→ **Aufgaben**
a – Fasse den Text über Obama und Russland in zwei Sätzen zusammen.
b – Schreibe den Text über Obama und Russland im Anschluss an seinen letzten Satz weiter.

→ **Textauszug**
Der Kreml-Chef versteht nur eine deutliche
Sprache. Der Westen muss ihm daher klare Grenzen aufzeigen.
Barack Obama steht in der Ukraine vor der größten außenpolitischen
Herausforderung seiner Amtszeit. Auf dem Spiel steht dabei nicht nur
die Bewahrung des Friedens im Herzen Europas. Von der Antwort des
US-Präsidenten auf die Provokation Russlands hängt vor allem die
Glaubwürdigkeit der westlichen Allianz ab. Für Obama ist das eine
Gratwanderung, weil es keine militärische Option gibt. Nicht einmal
seine Kritiker daheim verlangen ernsthaft, dass der Präsident mit dem
Säbel rasselt. Russland ist nicht Syrien oder Libyen, sondern eine
Atommacht, die über Tausende Nuklearsprengköpfe verfügt. Ganz zu
schweigen von dem Vorteil, den das Nachbarland der Ukraine mit seiner
Landstreitmacht hat. Nüchtern betrachtet lässt sich Moskau
militärisch nicht daran hindern, seine Interessen auf der Krim oder
im überwiegend von Russen besiedelten Ostteil der Ukraine
durchzusetzen. Aber der Führer der freien Welt kann und muss Wladimir
Putin unmissverständlich die anderen Konsequenzen seines Tuns
aufzeigen. Wenn den Liebhaber fernöstlicher Kampfsportarten etwas
beeindruckt, dann die Demons-tration von Willensstärke. Obama hat
dafür verschiedene Optionen. Politisch kann er versuchen, Russland
auf der Weltbühne zu isolieren. Die Suspendierung der
G-8-Mitgliedschaft wäre ein deutliches Signal. Trotz der Veto-Macht
Moskaus sollten die USA im Weltsicherheitsrat alle anderen Mitglieder
zu einer Verurteilung der Aggression in der Ukraine bewegen.

→ **Daten**

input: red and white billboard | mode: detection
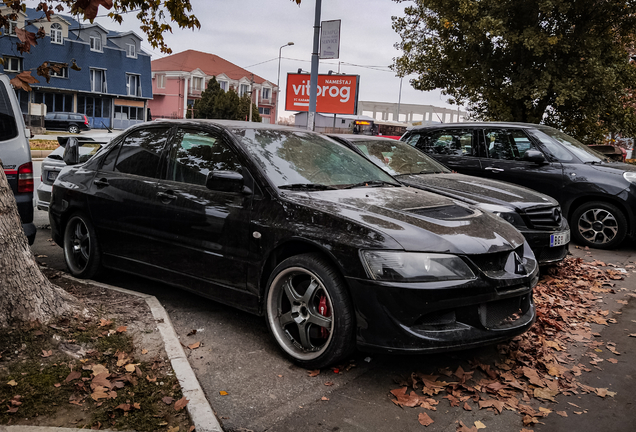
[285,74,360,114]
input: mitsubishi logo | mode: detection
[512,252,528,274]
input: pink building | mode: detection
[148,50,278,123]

==

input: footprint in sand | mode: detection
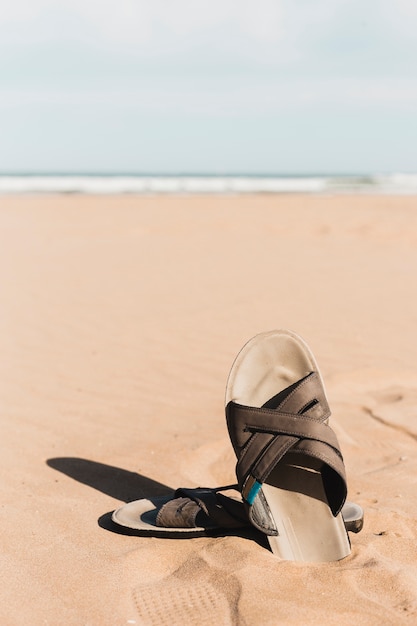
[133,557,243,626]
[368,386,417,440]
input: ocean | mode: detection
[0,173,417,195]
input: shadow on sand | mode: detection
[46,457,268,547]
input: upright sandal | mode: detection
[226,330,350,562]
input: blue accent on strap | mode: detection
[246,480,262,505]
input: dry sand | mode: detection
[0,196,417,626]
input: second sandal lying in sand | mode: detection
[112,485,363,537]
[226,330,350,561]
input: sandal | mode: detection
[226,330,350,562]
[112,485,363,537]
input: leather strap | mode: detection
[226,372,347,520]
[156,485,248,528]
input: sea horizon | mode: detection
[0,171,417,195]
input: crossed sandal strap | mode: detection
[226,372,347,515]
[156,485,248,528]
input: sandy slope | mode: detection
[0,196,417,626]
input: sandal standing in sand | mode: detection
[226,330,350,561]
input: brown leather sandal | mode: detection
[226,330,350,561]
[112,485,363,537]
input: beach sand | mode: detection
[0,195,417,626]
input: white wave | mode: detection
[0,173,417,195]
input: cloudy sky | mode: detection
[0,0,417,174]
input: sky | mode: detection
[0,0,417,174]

* * *

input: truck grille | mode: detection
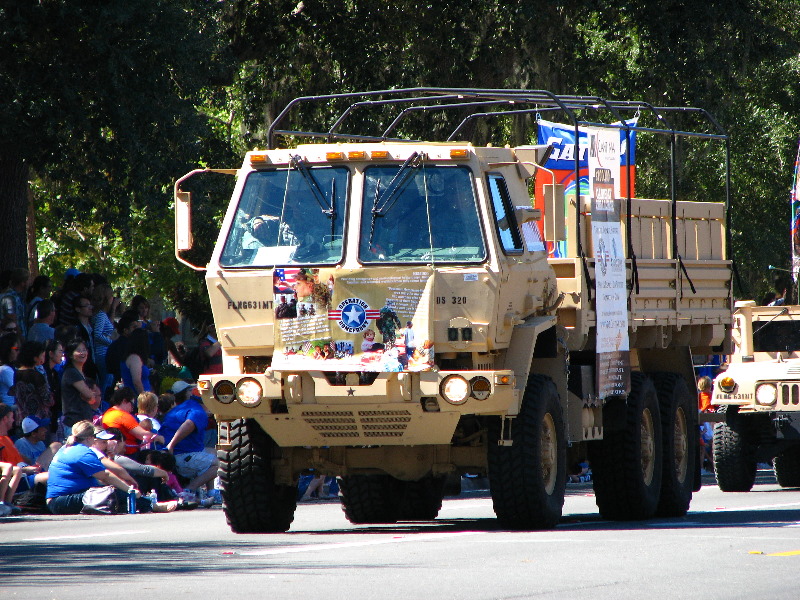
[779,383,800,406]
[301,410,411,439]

→ **Lösungen**
a – Barack Obama steht in der Ukraine vor der größten außenpolitischen Herausforderung seiner Amtszeit, bei der vor allem die Glaubwürdigkeit der westlichen Allianz auf dem Spiel steht, es gegen die Atommacht Russland aber keine militärische Option gibt. Deshalb muss er Putin die anderen Konsequenzen seines Tuns aufzeigen, etwa durch eine politische Isolierung Russlands, die Suspendierung der G-8-Mitgliedschaft und eine Verurteilung der Aggression im Weltsicherheitsrat.

b –
Gleichzeitig könnte Washington auf eine Ausweitung der
OSZE-Beo-bachtermission drängen. Wirtschaftlich sollten sich die
Amerikaner für ein dickes (IWF-)Hilfepaket für die Ukraine stark
machen. Die von John Kerry in Kiew zugesagte Milliarde an
Soforthilfen ist ein guter Anfang, doch bei weitem nicht genug.
Parallel dazu macht es Sinn Russland die Sanktions-Werkzeuge zu
zeigen, die der Wirtschaft schmerzhaften Schaden zufügen können. Der
Abbruch der Handelsgespräche ist der richtige Anfang. Gefolgt von
zielgerichteten symbolischen Sanktionen gegen die Eliten in Moskau,
die für die Aggression gegen die Ukraine verantwortlich sind. Richtig
ernst wird es, wenn die USA russische Auslandsvermögen einfrieren
oder für Einschränkungen im internationalen Zahlungsverkehr sorgen.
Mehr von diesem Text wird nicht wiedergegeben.